EXTRACTED DATA
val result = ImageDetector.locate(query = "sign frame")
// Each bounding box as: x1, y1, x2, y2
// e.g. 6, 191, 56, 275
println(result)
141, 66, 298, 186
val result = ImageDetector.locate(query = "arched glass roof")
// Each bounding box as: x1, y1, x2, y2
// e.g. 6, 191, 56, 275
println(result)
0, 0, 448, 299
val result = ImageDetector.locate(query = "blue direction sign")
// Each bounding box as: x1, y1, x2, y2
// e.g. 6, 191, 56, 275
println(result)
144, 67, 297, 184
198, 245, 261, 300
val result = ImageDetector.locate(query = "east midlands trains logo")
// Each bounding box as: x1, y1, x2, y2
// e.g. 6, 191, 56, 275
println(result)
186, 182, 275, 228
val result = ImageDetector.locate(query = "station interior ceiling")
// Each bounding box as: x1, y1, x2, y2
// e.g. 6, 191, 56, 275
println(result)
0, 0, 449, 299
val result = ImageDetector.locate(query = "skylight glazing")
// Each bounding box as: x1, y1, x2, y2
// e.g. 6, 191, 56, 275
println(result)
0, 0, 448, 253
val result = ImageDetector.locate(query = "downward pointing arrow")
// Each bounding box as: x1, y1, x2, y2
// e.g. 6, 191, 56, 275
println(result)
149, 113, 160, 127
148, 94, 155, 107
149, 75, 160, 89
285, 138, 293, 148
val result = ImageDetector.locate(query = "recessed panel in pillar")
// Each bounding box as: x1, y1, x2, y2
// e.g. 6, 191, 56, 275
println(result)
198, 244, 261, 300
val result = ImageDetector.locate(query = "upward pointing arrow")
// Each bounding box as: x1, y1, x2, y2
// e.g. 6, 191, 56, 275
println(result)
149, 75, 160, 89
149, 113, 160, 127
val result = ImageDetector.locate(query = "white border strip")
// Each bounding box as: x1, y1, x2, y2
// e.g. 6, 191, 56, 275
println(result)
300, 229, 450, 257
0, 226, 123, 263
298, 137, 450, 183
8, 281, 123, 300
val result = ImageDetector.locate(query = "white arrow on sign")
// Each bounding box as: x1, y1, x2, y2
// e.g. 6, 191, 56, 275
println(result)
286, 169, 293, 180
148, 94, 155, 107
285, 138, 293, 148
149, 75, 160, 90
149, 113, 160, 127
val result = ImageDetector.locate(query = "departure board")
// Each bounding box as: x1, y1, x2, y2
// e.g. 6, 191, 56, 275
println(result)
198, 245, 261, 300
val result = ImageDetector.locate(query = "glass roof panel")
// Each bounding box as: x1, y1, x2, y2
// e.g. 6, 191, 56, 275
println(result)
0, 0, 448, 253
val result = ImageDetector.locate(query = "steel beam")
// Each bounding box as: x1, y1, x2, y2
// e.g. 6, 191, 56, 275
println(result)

WORK REQUEST
From the first line to the last, return the material exactly.

SOLUTION BELOW
val result = ImageDetector.locate(query = "sign frame")
// Each bounding box as: x1, y1, x2, y2
// e.g. 6, 191, 56, 275
println(result)
141, 66, 298, 186
val result = ImageDetector.locate(query = "arched glass roof")
// Each bounding box as: x1, y1, x2, y2
// e.g. 6, 191, 56, 275
println(result)
0, 0, 448, 299
val result = ImageDetector.locate(query = "blue direction sign")
// Each bounding box as: x1, y1, x2, y2
// e.g. 6, 191, 56, 275
println(result)
144, 67, 297, 184
198, 245, 261, 300
val result = ImageDetector.locate(query = "east midlands trains logo")
// Each bounding box as: x1, y1, x2, y2
// e.g. 6, 191, 56, 275
println(result)
186, 182, 275, 228
val result = ImageDetector.locate(query = "station interior ceiling")
// Each bounding box as: x1, y1, x2, y2
// e.g. 6, 191, 56, 275
println(result)
0, 0, 449, 299
val result = ImageDetector.locate(query = "skylight glazing")
// Each bounding box as: x1, y1, x2, y2
// e.g. 6, 191, 56, 275
println(result)
0, 0, 448, 253
val result = ImageDetector.locate(query = "downward pointing arrow")
// Each bounding box as: x1, y1, x2, y2
// e.g. 6, 191, 56, 275
println(result)
149, 113, 160, 127
148, 94, 155, 107
149, 75, 160, 89
285, 138, 293, 148
val result = ImageDetector.locate(query = "recessed panel in pillar")
// Each bounding box as: x1, y1, x2, y2
// e.g. 6, 191, 56, 275
println(result)
198, 244, 261, 300
val result = ImageDetector.locate(query = "upward pointing arrow")
// Each bounding box as: x1, y1, x2, y2
// e.g. 6, 191, 56, 275
println(result)
149, 75, 160, 89
149, 113, 160, 127
val result = ImageDetector.locate(query = "white border strip")
// Each bounding box as: x1, y1, x2, y2
// e.g. 6, 191, 56, 275
println(result)
300, 229, 450, 257
0, 226, 123, 263
298, 137, 450, 183
8, 281, 123, 300
val result = ImageDetector.locate(query = "white arrow on sign")
// Each bounding box as: x1, y1, x2, y2
// e.g. 6, 191, 56, 275
println(result)
286, 169, 293, 180
148, 94, 155, 107
285, 138, 293, 148
149, 75, 160, 90
149, 113, 160, 127
val result = ImageDetector.locate(query = "departure board")
// Each bounding box as: x1, y1, x2, y2
// e.g. 6, 191, 56, 275
println(result)
198, 245, 261, 300
val result = ImageDetector.locate(query = "glass roof panel")
// Each bounding box as: x1, y1, x2, y2
// e.g. 6, 191, 56, 275
println(result)
0, 0, 448, 253
val result = ImageDetector.locate(query = "steel beam")
// Each bounding box as: x1, y1, x2, y2
// e.g. 6, 191, 56, 275
println(result)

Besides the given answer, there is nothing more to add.